## Task to complete
Count the lines of the records below that contain the word "blue", and state only the number.

## Given data
------------------------------------------------------------

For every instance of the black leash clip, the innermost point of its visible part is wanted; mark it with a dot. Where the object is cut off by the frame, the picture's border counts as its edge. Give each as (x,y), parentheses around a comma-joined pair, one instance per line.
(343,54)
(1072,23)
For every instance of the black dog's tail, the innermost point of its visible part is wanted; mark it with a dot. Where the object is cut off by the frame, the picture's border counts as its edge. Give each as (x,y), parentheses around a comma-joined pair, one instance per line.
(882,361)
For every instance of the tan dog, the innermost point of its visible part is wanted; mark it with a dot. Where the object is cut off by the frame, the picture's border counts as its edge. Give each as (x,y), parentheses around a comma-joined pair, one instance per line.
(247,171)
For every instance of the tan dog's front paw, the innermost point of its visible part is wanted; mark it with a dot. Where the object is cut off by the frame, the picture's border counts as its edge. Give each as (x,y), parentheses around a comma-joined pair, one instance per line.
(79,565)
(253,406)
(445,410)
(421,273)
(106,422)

------------------------------------------------------------

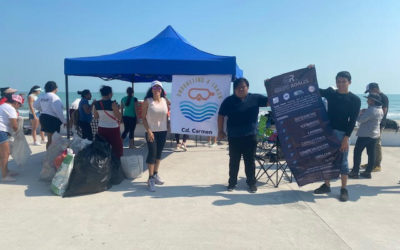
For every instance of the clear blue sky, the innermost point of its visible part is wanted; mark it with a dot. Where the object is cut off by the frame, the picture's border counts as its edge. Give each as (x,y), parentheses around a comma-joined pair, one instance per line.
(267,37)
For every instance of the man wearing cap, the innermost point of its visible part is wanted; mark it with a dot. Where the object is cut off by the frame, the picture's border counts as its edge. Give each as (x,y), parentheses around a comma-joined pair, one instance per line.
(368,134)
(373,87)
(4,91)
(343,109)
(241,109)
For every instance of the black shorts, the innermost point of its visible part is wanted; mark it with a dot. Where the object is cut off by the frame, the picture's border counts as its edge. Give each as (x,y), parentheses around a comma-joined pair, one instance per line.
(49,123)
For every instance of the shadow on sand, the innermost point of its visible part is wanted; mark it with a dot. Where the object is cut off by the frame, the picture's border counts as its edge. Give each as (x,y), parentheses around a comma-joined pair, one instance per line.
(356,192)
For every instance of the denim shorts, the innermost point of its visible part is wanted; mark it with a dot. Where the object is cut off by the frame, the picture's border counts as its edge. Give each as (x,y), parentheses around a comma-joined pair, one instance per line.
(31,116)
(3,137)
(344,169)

------------------------------------------------------------

## Exercise solution
1